【SOMPO美術館】
北欧の神秘
―ノルウェー・スウェーデン・フィンランドの絵画―
会期:2024年3月23日(土)ー6月9日(日)
行ってきました。
「北欧~」と付くだけで、行きたくなる単純な私です。。
この展覧会は、北欧の絵画にフォーカスした展覧会。
北欧のうち”ノルウェー、スウェーデン、フィンランド”の3か国。
ノルウェー国立美術館、スウェーデン国立美術館、フィンランド国立アテネウム美術館という3つの国立美術館の貴重なコレクションから選び抜かれた約70点の作品が展示されています。
故郷に特有の主題を求めた画家たちは、北欧神話や民話に注目し、北欧の自然や、地理や気象に注目し、雄大な山岳や森、夏季の白夜、太陽が昇らない冬の極夜、そしてオーロラが多くの題材になりました。
撮影だった最初のエリア~
北方の風土や気候からでしょうか。独特な空気感と神秘を感じます。
※画像は撮影OK作品やチラシから。
作品内容は公式HPやキャプションなどを参考にしています。
⇩《踊る妖精たち》1866年
スウェーデン国立美術館
アウグスト・マルムストゥルム
↑アウグスト・マルムストゥルム(1829-1901)は、ヨーロッパ諸国でナショナリズムが高まった19世紀に活躍したスウェーデンの画家。
月明かりの下、霧に煙る湖の上で妖精たちが手を取り合って踊り、その姿が湖面に映る幻想的な光景です。
一見ヴェールのように霧がかかっているだけに見えますが、妖精が連なっています。
画像では伝わりづらいですが、繊細さはやっぱり実物で!
⇩《イルマタル》1860年
フィンランド国立アテネウム美術館
ロベルト・ヴィルヘルム・エークマン
↑当時のスウェーデン領(現在はフィンランド)に生まれたロベルト・エークマン(1808-1873)は、ロマン主義を代表する国民的画家としてフィンランドの民族叙事詩『カレワラ』を主題とする作品を多く残しました。
イルマタルは、『カレワラ』に登場する純潔の精霊、大気の女神であり、大地と空、太陽、星を創造。物語の中心的な人物、老賢者ヴァイナモイネンの母。
鑑賞ガイドより
フィンランドの民族叙事詩『カレワラ』の物語は天地創造から始まる。
┄┄┄┄┄┄
## 課題
上の北欧絵画展の鑑賞記を、最後の文の後から書き継ぎなさい。

## データ記録
┄┄┄┄┄┄
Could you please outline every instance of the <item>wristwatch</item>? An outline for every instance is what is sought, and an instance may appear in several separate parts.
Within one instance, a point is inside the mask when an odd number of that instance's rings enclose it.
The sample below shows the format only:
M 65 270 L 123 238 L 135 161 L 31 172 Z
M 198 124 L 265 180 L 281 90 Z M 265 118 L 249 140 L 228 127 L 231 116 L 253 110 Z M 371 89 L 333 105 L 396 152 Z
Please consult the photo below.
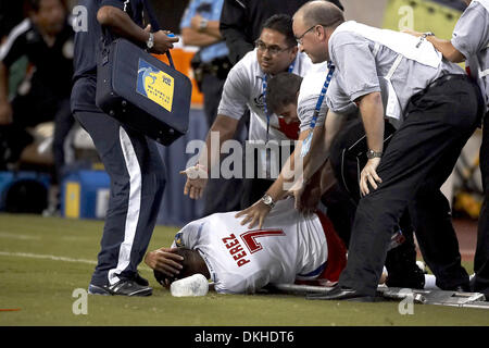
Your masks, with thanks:
M 368 149 L 367 151 L 367 159 L 375 159 L 375 158 L 381 158 L 383 157 L 383 152 L 376 152 L 374 150 Z
M 266 206 L 268 206 L 271 209 L 275 207 L 274 200 L 273 200 L 272 197 L 271 197 L 269 195 L 267 195 L 267 194 L 265 194 L 265 195 L 262 197 L 262 202 L 264 202 L 264 203 L 265 203 Z
M 208 23 L 209 23 L 209 20 L 206 20 L 206 18 L 200 20 L 200 23 L 199 23 L 199 30 L 200 30 L 200 32 L 205 30 L 206 27 L 208 27 Z
M 148 49 L 152 49 L 154 46 L 154 34 L 150 33 L 150 37 L 148 39 L 148 41 L 146 41 L 146 46 L 148 47 Z

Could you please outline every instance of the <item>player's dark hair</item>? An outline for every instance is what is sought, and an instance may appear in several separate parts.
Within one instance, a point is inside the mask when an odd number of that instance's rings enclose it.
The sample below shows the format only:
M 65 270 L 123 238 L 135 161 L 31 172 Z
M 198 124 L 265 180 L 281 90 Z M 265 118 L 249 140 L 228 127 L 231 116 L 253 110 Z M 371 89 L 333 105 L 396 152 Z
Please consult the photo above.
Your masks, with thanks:
M 163 286 L 166 286 L 166 283 L 170 285 L 175 281 L 183 279 L 196 273 L 199 273 L 199 264 L 201 259 L 199 251 L 188 248 L 177 248 L 174 253 L 184 258 L 184 260 L 179 262 L 181 264 L 179 274 L 177 274 L 176 276 L 167 276 L 156 270 L 154 270 L 153 272 L 158 283 Z
M 284 34 L 288 47 L 297 46 L 296 37 L 293 36 L 292 30 L 292 17 L 288 14 L 274 14 L 265 21 L 262 26 L 262 32 L 265 28 Z
M 302 77 L 292 73 L 279 73 L 266 85 L 266 108 L 277 112 L 290 103 L 297 103 L 297 94 L 301 87 Z

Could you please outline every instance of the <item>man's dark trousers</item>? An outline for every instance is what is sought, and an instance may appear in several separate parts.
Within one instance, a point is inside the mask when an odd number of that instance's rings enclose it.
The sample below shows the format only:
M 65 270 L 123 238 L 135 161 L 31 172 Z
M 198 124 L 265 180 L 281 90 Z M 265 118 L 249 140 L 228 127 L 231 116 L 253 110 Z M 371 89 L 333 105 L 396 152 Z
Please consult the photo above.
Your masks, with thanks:
M 484 291 L 489 299 L 489 112 L 484 117 L 482 145 L 479 152 L 482 177 L 484 203 L 477 229 L 477 247 L 474 258 L 473 290 Z
M 156 222 L 166 183 L 156 144 L 102 112 L 75 112 L 111 177 L 109 209 L 91 284 L 133 278 Z
M 442 239 L 450 241 L 443 249 L 422 247 L 428 266 L 444 279 L 437 279 L 437 286 L 453 289 L 468 284 L 450 204 L 440 187 L 476 129 L 482 107 L 477 86 L 464 75 L 451 79 L 443 76 L 411 98 L 405 121 L 377 167 L 383 183 L 360 200 L 348 264 L 339 279 L 341 286 L 375 295 L 391 232 L 406 208 L 421 247 Z

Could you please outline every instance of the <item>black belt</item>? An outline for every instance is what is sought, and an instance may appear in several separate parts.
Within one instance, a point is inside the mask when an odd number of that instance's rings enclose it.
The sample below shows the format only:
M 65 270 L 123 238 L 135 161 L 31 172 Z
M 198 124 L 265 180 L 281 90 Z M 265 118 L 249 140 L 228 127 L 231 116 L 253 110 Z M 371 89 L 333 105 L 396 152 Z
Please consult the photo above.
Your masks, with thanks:
M 432 83 L 430 83 L 426 89 L 428 88 L 434 88 L 434 87 L 438 87 L 441 86 L 442 84 L 452 80 L 452 79 L 465 79 L 465 80 L 471 80 L 471 77 L 468 77 L 468 75 L 465 74 L 448 74 L 448 75 L 443 75 L 437 79 L 435 79 Z

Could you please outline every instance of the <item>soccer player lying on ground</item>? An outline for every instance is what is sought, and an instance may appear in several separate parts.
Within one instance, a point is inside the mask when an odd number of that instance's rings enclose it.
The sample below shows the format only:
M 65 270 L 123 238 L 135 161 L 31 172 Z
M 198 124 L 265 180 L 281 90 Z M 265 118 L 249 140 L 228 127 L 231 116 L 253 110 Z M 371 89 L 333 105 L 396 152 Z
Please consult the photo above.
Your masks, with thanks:
M 263 227 L 249 229 L 236 212 L 213 214 L 187 224 L 171 248 L 147 253 L 145 262 L 160 284 L 201 273 L 222 294 L 252 294 L 267 284 L 336 283 L 347 251 L 329 220 L 303 215 L 293 199 L 277 202 Z
M 303 215 L 288 198 L 277 202 L 263 228 L 251 231 L 235 213 L 193 221 L 175 235 L 171 248 L 148 252 L 145 262 L 156 281 L 170 287 L 200 273 L 221 294 L 253 294 L 267 284 L 331 286 L 338 281 L 347 250 L 323 213 Z M 434 287 L 434 276 L 425 278 Z

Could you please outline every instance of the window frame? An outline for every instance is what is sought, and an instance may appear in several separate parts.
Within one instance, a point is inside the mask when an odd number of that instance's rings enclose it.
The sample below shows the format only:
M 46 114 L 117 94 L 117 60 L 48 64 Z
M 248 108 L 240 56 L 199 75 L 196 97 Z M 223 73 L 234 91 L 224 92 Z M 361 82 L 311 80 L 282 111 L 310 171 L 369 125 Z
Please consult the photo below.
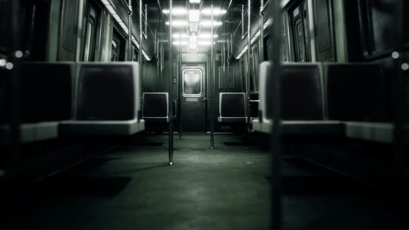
┄┄┄┄┄┄
## 記述解答
大気の女神イルマタルは上空から海へと降りると、その膝に金目の鴨が巣を作り、卵を産み落とす。
その卵から大地、空、太陽、月、星が誕生したのである。
また、イルマタルは海上で波風と交わり、『カレワラ』の中心人物のひとり、吟遊詩人であり老賢者のヴァイナモイネンをもうけた。
⇩《春の夜》1896年
ニルス・クレーゲル スウェーデン国立美術館
↑スウェーデンの画家ニルス・クレーゲル(1858-1930)は、風景画や田舎の情景で知られる。パリで学び帰国後、スウェーデンの力強く幻想的な風景を描きました。
不思議~な情景です
⇩《ユルステルの春の夜》1926年
ニコライ・アストルプ ノルウェー国立美術館
↑ニコライ・アストルプ(1880-1928)はノルウェーのモダニズム絵画を代表する画家。
この描かれているユルステルは、アストルプが生涯の大半を過ごした所で、山々や湖、フィヨルドといった豊かな自然に囲まれ、民間に伝わる工芸や音楽などの文化的伝統を色濃く残していた場所。
アストルプは、同じノルウェーの画家エドヴァルド・ムンクに感化され、独特の鮮やかな色彩を用いて、ユルステルの自然や日常生活を描きました。
女性の服装も花柄かなあ。なかでも色鮮やかな作品でした
このエリア、とてもテンション上がります
北欧の芸術家たちは、母国の文化的伝統に強い関心を抱き、土地に伝わる民話や民間伝承から着想を得ました。
北欧の民話やおとぎ話は、北欧神話、およびフィンランドの民族叙事詩『カレワラ』として知られる一連の物語から大きな影響を受けています。これらの物語の多くが舞台とするのは深い森であり、そこは魔法や呪いが効力をもち、人や動物ではない存在が住まう場所
⇩《河岸》1897年
ペッカ・ハロネン フィンランド国立アテネウム美術館
↑ペッカ・ハロネン(1865-1933)は、1891年パリへ渡りアカデミー・ジュリアンで学びます。初期の作品は自然主義を取り入れた写実的な画風でしたが、帰国後はガッレン=カッレラらと知り合い、後に再訪したパリでゴーギャンにも学びます。
1896年にはフィレンツェを訪れ、初期ルネサンス美術にも触れました。
⇩《冬の日》1896年
ヴァイノ・ブロムステット
フィンランド国立アテネウム美術館
↑ヴァイノ・ブロムステット(1871-1947)はフィンランドの画家。挿絵やテキスタイルのデザインなども手がけます。ペッカ・ハロネンとともにパリに渡り、アカデミー・ジュリアンで学び、後にゴーギャンに師事。象徴主義や日本美術の影響を受けます。フィンランド帰国後は、フィンランドを特徴づける冬の自然風景を描きました。
他の作品に比べて小さめだったのですが一目ぼれ。カモメが飛んでいるこの作品はとても好きでした
⇩《フィヨルドの冬》1915年
エドヴァルド・ムンク ノルウェー国立美術館
↑エドヴァルド・ムンク(1863-1944)は、ローテンの医師の息子に生まれ、画家を志し、1880年にクリスティアニアの王位美術デザイン学校に入学。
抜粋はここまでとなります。